Problem statement - Rescale the lines below by writing all of them out again, their wording included, with each pixel coordinate in the answers multiplied by 1.6 and rounded to a whole number, halves rounding up. Leave the pictures out of your answer.
-- Start Source data --
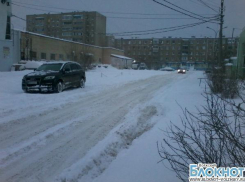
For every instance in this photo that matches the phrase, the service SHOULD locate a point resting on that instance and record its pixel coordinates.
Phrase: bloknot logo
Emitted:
(210, 172)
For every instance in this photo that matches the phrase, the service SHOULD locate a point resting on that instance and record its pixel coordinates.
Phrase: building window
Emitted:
(43, 55)
(39, 18)
(52, 56)
(67, 34)
(67, 17)
(78, 17)
(67, 23)
(61, 57)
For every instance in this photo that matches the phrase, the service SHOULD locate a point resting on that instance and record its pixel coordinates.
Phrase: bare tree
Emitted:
-- End Source data --
The completed task -
For every instance in this photo that matches the phrase, the service SHOULD locate a point resting on that instance and record its pixel coordinates.
Phrase: bloknot logo
Emitted:
(336, 275)
For every instance in this photo that matches the phrase, the service SHOULD locate a point resting on that instance and record its pixel coordinates.
Phrase: building window
Emitted:
(69, 88)
(62, 29)
(83, 90)
(107, 54)
(107, 27)
(125, 27)
(107, 37)
(98, 91)
For every instance in this photo that matches the phrase, the service SHOULD locate a point resting on that instance and record its pixel coordinates.
Phrase: bare tree
Emitted:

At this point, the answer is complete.